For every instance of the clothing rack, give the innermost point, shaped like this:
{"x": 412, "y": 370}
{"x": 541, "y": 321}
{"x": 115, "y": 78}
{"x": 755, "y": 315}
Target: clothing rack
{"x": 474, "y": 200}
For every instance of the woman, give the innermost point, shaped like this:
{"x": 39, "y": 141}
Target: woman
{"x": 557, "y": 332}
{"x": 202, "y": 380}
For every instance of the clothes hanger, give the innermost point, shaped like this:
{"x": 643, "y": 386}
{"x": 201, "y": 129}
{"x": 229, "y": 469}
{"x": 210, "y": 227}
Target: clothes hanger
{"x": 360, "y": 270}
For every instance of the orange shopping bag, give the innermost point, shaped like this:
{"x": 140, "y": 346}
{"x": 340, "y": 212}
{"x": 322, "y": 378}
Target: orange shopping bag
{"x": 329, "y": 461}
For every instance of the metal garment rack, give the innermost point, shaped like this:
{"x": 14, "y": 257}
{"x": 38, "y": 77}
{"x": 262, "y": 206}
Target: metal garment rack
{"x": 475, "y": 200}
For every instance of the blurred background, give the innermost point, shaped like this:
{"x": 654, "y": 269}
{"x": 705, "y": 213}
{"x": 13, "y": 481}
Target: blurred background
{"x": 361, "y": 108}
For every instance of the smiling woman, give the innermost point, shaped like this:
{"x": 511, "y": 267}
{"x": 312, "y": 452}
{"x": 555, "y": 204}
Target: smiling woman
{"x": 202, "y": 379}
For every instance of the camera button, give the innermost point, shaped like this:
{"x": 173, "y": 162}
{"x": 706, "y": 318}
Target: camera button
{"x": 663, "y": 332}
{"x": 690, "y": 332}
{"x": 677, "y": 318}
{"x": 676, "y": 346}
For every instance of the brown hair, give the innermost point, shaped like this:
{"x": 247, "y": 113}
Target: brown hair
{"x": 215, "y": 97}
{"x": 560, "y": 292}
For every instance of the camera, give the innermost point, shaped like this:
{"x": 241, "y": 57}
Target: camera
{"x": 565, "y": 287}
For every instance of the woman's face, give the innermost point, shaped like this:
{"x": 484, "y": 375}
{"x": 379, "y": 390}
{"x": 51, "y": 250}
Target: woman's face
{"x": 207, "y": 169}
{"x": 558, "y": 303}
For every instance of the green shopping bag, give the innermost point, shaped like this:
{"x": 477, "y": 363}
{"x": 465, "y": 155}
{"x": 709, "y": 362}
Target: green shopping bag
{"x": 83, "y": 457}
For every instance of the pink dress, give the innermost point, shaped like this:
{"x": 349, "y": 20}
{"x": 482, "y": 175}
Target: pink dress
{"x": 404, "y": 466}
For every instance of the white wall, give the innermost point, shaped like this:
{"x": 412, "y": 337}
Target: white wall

### Task requirements
Copy out, without any change, every line from the one containing "For every instance of the pink" down to the final line above.

### Result of the task
For every instance of the pink dress, give the innermost point, shaped like this:
{"x": 349, "y": 20}
{"x": 482, "y": 175}
Target: pink dress
{"x": 404, "y": 466}
For every instance of the white wall, give the innermost point, shaped like this:
{"x": 412, "y": 337}
Target: white wall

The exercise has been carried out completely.